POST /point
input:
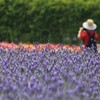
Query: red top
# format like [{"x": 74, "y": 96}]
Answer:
[{"x": 85, "y": 37}]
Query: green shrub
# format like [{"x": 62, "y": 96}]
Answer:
[{"x": 54, "y": 21}]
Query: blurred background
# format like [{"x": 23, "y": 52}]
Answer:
[{"x": 43, "y": 21}]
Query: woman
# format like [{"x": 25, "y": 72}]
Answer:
[{"x": 88, "y": 35}]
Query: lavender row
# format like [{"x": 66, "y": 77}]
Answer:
[{"x": 49, "y": 75}]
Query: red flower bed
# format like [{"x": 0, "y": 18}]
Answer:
[{"x": 40, "y": 46}]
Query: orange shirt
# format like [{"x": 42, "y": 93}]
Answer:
[{"x": 85, "y": 37}]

Requirement:
In the copy, each entry above must match exactly, and no picture may be carried over.

Written answer:
POST /point
input:
Query: red top
# format like [{"x": 74, "y": 96}]
Answer:
[{"x": 85, "y": 37}]
Query: green shrub
# format like [{"x": 62, "y": 96}]
Answer:
[{"x": 54, "y": 21}]
Query: blurred background
# format like [{"x": 23, "y": 52}]
Answer:
[{"x": 43, "y": 21}]
Query: woman
# format like [{"x": 25, "y": 72}]
Answer:
[{"x": 88, "y": 35}]
Query: lavender row
# format like [{"x": 66, "y": 77}]
Answer:
[{"x": 49, "y": 75}]
Query: red flower bed
# format like [{"x": 0, "y": 18}]
Answer:
[{"x": 40, "y": 46}]
Query: orange shirt
# format like [{"x": 42, "y": 93}]
Answer:
[{"x": 85, "y": 37}]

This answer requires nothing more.